#### EXERCISE BRIEF:
Output the records that follow, keeping every line exactly as it is.
--------------------------------------------------
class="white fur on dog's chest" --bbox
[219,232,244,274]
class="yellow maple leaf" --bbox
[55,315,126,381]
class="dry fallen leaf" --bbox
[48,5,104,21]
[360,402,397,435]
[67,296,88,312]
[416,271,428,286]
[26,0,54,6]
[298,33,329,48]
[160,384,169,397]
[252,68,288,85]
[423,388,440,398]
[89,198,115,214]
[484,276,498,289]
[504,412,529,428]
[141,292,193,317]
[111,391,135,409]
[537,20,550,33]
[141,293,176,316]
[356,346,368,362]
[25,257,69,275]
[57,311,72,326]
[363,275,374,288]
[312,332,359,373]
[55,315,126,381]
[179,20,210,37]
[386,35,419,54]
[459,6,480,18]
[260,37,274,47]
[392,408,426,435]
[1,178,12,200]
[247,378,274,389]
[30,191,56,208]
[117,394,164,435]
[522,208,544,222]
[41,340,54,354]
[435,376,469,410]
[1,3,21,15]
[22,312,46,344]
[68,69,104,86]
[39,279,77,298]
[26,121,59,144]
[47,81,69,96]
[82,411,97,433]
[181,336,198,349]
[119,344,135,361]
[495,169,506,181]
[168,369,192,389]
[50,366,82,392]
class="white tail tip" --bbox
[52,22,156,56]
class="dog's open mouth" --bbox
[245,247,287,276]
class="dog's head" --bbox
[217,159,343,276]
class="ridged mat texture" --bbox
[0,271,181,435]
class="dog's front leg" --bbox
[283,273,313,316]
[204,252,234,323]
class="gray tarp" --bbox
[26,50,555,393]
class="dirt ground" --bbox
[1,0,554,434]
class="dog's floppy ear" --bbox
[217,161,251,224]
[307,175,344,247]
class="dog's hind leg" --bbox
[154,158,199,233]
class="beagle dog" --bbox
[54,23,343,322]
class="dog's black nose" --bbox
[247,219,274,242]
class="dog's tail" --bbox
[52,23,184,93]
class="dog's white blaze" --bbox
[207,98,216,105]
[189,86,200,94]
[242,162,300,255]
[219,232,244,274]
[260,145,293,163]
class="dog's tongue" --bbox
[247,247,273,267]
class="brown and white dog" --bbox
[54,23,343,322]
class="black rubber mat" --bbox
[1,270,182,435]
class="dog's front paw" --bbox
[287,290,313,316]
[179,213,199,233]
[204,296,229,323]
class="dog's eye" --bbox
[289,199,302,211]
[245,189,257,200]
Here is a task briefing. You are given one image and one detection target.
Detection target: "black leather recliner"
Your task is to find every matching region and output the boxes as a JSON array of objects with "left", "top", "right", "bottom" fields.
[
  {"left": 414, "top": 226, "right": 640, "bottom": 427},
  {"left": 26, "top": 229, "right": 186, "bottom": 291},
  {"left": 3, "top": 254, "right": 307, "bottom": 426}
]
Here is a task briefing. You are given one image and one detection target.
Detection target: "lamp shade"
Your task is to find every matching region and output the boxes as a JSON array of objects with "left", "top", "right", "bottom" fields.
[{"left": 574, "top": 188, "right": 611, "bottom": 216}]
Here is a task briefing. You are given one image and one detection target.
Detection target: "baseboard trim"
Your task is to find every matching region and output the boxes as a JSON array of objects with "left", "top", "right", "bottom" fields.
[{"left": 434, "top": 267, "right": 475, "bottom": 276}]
--------------------------------------------------
#### RESULT:
class="white fur on dog's chest" --bbox
[219,232,244,274]
class="yellow maple leaf" --bbox
[55,315,126,381]
class="dry fallen leaf" --bbox
[48,5,104,21]
[360,402,397,435]
[67,296,88,312]
[416,271,428,286]
[26,0,54,6]
[298,33,329,48]
[160,384,169,397]
[252,68,288,85]
[423,388,440,398]
[89,198,115,214]
[484,276,498,289]
[504,412,529,428]
[141,292,193,317]
[111,391,135,409]
[537,20,550,33]
[141,293,176,316]
[356,346,368,362]
[25,257,69,275]
[57,311,72,326]
[363,275,374,288]
[312,332,359,373]
[55,315,126,381]
[179,20,210,37]
[386,35,419,54]
[459,6,480,18]
[260,37,274,47]
[392,408,426,435]
[1,178,12,200]
[247,378,274,389]
[30,191,56,208]
[117,394,164,435]
[522,208,544,222]
[41,340,54,354]
[435,376,469,410]
[1,3,21,15]
[22,312,46,344]
[68,69,104,86]
[39,279,77,298]
[26,121,59,144]
[47,81,69,96]
[82,411,97,433]
[181,336,198,349]
[119,344,135,361]
[495,169,506,181]
[168,369,192,389]
[50,366,82,392]
class="white tail tip" --bbox
[52,22,156,56]
class="dog's open mouth" --bbox
[245,247,287,276]
class="dog's head" --bbox
[217,159,343,276]
class="ridged mat texture" --bbox
[0,271,181,435]
class="dog's front leg" --bbox
[283,273,313,316]
[204,252,234,323]
class="gray tarp" --bbox
[26,50,555,393]
class="dirt ground" --bbox
[1,0,554,434]
class="dog's floppy ear" --bbox
[217,161,251,224]
[307,175,344,247]
class="dog's hind leg" --bbox
[154,158,199,233]
class="beagle dog" --bbox
[54,23,343,322]
class="dog's black nose" --bbox
[247,219,274,242]
class="dog's tail" --bbox
[52,23,184,93]
class="dog's white blaze" --bbox
[207,98,216,105]
[189,86,200,94]
[242,162,300,255]
[219,232,244,274]
[260,145,293,163]
class="dog's tongue" --bbox
[247,247,273,267]
class="brown and white dog" --bbox
[54,23,343,322]
class="black rubber mat" --bbox
[1,270,182,435]
class="dog's front paw" --bbox
[287,290,313,316]
[179,213,199,233]
[204,296,229,323]
class="dog's eye" --bbox
[289,199,302,211]
[245,189,257,200]
Here is a task briefing. You are given one image and one detection target.
Detection target: "black leather recliner"
Your task is to find every matching region and output the boxes as a JSON array of objects with "left", "top", "right", "bottom" fields.
[
  {"left": 414, "top": 226, "right": 640, "bottom": 427},
  {"left": 26, "top": 229, "right": 186, "bottom": 291},
  {"left": 3, "top": 254, "right": 307, "bottom": 426}
]
Here is a task briefing. You are given one image and one detection target.
Detection target: "lamp shade"
Your task is to find every matching region and output the boxes as a JSON array of objects with "left", "top", "right", "bottom" fields.
[{"left": 574, "top": 188, "right": 611, "bottom": 216}]
Here is a task briefing. You are given one image and one detection target.
Detection target: "baseboard trim"
Your task is to find every matching region and output the boxes as a JSON array of objects with "left", "top", "right", "bottom" fields.
[{"left": 434, "top": 267, "right": 475, "bottom": 276}]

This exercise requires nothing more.